* [CONSIGNA 1]
En el texto sobre el bloque soviético, ¿quién elaboró el proyecto checo de 1968 conocido como socialismo con rostro humano?
* [CONSIGNA 2]
Reanuda el texto sobre el bloque soviético a partir de su última oración.

* [PASAJE]
──────

Incierta se veía la reacción de Moscú. Hasta ese momento, desde aquella capital, siempre hubo señales inequívocas de estar dispuesto a usar toda su fuerza militar para mantener la llamada “comunidad de estados socialistas”. Y vaya que lo había demostrado con creces.

En 1953 -o sea ocho años antes de la construcción del Muro de Berlin-, los habitantes de la RDA dieron muestras de su inconformidad con el camino que se les había impuesto una vez finalizada la guerra e inundaron el país con manifestaciones de protesta. En 1956, los propios comunistas húngaros trataron de suavizar el régimen. También ese año, se registró una rebelión en la ciudad polaca de Posen. En 1968, los comunistas checos perfilaron una temprana “tercera vía”, con un proyecto elaborado por el ministro de Hacienda, Ota Sik y que denominaron mediáticamente socialismo con rostro humano. Ninguna de esas rebeliones pudo romper la rigidez de Moscú. Todas fueron sofocadas con tropas, tanques y con aviones, cuando fue necesario. Era la llamada doctrina Brezhnev. El gran apotegma de aquellos años y que rezaba, los países comunistas podían disfrutar sólo de soberanía limitada. Por aquello del internacionalismo proletario. Con un pequeño detalle. No era equitativo entre sus prosélitos. Los límites los determinaba Moscú y punto.

Pero 1980 se presentaba algo distinto. Leonid Brezhnev se encontraba gravemente enfermo (de hecho murió dos años después), y en el Kremlin se había enquistado una gerontocracia que empezaba a dar señales de no comprender el mundo emergente. Una de las más importantes señales renovadoras provenía de Europa occidental. Allí, los partidos comunistas –especialmente el italiano, francés y español- rompían con varios de los axiomas doctrinarios. Entre ellos, el de la lucha de clases (una especie de santo grial del marxismo leninismo) y la consecuente valoración real, y no utilitaria, de la democracia burguesa. Era el llamado eurocomunismo, un movimiento bastante popular en Europa occidental pero demonizado por Moscú y por prácticamente todos los comunistas latinoamericanos.

──────

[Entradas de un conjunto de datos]
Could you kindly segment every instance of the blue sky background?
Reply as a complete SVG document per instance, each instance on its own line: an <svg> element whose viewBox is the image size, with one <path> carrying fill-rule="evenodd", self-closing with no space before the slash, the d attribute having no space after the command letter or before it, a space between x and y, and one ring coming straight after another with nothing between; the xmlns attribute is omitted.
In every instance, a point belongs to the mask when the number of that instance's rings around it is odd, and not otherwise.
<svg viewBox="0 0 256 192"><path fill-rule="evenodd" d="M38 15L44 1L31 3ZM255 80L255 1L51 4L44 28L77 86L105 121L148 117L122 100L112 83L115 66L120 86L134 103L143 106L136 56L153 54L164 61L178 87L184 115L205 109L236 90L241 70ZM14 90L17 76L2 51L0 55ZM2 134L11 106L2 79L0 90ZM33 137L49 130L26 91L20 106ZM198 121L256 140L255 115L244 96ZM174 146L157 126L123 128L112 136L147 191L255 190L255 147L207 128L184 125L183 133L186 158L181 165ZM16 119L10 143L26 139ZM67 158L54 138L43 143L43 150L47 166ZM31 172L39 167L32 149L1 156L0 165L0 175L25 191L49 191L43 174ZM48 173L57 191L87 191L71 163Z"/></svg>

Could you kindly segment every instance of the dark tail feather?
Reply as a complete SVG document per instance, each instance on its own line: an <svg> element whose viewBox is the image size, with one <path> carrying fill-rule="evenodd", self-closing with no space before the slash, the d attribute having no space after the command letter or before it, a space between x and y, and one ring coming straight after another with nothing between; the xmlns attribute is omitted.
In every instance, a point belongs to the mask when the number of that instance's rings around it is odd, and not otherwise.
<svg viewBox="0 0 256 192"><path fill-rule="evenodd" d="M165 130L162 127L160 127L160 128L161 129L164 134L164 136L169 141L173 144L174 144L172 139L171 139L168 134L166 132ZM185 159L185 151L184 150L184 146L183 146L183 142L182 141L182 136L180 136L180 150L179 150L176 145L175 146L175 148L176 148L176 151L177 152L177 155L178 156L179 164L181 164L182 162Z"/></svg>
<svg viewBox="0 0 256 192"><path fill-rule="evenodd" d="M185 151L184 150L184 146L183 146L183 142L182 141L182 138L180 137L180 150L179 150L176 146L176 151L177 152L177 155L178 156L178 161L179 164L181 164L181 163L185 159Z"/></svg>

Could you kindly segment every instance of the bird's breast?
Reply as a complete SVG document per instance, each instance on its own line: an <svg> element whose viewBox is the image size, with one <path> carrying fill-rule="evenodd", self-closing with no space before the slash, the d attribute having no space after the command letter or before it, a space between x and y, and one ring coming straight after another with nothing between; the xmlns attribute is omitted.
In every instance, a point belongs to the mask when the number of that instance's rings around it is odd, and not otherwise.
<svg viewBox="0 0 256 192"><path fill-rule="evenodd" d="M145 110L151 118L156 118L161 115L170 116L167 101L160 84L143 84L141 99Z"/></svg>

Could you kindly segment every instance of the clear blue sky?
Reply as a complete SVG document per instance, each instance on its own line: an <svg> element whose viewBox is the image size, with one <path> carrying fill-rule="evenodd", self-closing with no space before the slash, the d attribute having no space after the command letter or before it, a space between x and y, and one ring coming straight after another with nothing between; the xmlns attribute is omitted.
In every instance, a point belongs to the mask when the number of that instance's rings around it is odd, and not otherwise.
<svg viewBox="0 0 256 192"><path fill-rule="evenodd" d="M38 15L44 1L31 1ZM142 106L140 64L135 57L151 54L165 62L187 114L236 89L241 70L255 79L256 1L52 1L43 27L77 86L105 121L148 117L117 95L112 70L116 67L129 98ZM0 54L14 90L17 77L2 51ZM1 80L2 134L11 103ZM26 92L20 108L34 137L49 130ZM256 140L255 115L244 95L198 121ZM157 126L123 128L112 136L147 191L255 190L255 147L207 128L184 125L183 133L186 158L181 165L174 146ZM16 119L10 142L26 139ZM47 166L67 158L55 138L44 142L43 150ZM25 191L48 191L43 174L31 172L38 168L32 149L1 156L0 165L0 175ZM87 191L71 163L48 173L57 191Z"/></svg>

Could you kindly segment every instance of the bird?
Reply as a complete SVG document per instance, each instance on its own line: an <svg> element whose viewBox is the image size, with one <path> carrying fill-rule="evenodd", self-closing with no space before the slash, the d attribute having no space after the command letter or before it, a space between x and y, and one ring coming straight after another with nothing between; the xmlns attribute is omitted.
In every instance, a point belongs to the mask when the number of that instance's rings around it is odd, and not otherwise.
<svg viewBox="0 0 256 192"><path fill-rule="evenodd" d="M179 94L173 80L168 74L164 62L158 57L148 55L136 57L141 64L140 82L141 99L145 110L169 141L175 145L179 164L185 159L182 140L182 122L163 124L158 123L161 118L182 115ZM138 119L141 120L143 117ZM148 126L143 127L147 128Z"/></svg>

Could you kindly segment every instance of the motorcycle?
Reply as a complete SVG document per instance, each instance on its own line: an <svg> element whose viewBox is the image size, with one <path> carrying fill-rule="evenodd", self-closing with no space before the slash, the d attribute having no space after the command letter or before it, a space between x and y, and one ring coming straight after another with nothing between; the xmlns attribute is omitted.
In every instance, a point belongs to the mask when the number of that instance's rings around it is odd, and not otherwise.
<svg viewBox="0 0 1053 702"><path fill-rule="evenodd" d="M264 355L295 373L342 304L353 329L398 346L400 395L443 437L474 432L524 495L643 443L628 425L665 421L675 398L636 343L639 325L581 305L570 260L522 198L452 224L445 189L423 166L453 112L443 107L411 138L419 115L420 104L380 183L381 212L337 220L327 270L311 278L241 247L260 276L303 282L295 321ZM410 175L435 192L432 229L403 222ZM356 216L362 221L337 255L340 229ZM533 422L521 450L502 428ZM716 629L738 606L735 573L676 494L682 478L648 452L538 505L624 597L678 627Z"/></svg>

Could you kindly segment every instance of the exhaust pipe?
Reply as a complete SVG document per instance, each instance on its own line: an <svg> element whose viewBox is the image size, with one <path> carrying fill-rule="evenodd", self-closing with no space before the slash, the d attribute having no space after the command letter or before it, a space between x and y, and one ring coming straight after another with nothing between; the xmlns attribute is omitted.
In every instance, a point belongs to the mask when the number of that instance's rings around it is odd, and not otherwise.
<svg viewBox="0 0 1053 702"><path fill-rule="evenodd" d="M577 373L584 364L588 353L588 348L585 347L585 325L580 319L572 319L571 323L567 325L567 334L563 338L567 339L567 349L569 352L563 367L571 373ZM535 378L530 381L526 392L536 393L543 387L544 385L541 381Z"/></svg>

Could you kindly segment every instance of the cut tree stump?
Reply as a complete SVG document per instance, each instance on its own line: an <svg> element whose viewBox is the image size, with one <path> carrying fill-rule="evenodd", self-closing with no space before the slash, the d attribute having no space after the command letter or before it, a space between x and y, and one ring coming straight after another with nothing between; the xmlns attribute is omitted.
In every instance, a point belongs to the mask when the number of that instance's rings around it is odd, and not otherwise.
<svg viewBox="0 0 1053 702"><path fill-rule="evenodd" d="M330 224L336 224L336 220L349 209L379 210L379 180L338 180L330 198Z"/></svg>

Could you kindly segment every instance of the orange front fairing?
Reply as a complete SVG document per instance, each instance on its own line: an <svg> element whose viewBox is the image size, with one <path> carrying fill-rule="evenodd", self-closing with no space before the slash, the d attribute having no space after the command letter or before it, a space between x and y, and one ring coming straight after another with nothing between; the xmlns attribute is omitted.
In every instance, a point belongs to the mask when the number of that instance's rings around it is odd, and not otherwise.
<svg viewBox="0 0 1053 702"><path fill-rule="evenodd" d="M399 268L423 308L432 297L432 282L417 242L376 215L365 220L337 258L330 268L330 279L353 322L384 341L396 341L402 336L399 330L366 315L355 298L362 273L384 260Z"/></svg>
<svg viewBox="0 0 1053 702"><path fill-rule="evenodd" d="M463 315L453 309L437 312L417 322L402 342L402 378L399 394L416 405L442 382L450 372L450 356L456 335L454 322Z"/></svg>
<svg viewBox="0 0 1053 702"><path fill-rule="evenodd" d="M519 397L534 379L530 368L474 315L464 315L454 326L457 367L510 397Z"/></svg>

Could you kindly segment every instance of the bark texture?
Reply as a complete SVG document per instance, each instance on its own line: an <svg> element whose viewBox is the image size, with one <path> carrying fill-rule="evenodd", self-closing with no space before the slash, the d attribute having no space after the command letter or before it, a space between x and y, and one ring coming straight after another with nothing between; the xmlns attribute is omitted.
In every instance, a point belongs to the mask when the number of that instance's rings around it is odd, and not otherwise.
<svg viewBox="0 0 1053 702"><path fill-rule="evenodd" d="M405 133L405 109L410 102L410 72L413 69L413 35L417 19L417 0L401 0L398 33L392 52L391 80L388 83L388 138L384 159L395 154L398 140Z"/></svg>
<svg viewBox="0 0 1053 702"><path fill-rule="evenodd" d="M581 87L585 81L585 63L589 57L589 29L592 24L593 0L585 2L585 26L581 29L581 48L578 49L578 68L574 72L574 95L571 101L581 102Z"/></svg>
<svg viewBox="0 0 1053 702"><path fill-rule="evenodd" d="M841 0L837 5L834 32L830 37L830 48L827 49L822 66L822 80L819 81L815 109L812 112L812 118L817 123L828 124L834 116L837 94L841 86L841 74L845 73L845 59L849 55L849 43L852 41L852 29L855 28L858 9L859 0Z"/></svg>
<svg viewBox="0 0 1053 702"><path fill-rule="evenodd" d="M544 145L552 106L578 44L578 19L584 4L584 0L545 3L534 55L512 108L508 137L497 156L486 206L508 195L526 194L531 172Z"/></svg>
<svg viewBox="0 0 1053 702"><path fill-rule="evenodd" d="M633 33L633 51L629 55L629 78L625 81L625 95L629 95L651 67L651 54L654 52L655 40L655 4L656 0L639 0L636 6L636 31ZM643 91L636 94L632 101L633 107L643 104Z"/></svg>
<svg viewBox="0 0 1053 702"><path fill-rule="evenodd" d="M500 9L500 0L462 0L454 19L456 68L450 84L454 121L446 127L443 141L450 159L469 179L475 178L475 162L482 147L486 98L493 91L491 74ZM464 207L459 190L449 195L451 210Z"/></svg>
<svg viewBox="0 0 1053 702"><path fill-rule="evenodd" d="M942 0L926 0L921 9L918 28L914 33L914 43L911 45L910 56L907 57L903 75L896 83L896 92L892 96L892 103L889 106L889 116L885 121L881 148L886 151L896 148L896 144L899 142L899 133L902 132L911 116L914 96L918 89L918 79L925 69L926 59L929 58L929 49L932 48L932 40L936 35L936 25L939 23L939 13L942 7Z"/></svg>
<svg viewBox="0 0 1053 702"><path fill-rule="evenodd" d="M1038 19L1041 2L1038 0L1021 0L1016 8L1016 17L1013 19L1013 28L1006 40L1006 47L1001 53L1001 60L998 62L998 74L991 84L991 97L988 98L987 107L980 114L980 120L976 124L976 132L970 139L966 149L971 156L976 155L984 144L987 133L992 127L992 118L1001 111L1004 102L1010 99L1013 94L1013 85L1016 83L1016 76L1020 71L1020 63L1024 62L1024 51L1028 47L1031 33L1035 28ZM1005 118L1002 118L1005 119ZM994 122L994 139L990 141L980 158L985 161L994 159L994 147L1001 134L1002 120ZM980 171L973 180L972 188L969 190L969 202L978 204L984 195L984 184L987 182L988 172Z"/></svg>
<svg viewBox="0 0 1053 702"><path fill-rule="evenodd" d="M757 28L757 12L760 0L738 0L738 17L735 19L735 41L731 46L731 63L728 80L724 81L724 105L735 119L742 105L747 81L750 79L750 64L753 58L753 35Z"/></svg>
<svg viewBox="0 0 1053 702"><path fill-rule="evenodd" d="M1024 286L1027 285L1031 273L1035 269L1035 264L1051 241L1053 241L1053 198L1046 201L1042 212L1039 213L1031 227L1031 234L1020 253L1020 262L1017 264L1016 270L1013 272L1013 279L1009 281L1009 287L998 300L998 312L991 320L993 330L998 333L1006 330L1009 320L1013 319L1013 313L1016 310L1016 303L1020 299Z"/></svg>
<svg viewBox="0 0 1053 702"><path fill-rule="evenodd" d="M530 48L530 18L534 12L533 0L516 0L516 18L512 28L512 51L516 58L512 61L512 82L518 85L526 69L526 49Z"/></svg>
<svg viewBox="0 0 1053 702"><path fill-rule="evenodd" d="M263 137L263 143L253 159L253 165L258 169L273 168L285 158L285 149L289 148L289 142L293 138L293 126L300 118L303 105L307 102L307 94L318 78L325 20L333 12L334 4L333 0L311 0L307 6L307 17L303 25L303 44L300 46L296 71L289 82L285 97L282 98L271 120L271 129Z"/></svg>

──────

* [RESPUESTA 1]
El ministro de Hacienda, Ota Sik.

* [RESPUESTA 2]
Luego, la intervención soviética en Afganistán, ocurrida el año previo, había terminado en un desastre político y militar. Con tal aventura, el famoso ejército rojo perdió su fama de invencibilidad, cayendo derrotado en un conflicto asimétrico con los talibanes. Afganistán fue relevante por dos motivos. Uno: por la deserción de militares provenientes de las repúblicas soviéticas con predominio musulmán hacia filas talibanes; una tendencia tan masiva como imprevista. Dos: por el silencioso, pero muy fuerte, movimiento anti-bélico, especialmente entre los jóvenes soviéticos, quienes jamás entendieron la razón de abandonar sus estudios para ir a una guerra carente de todo sentido. Afganistán fue el Vietnam soviético.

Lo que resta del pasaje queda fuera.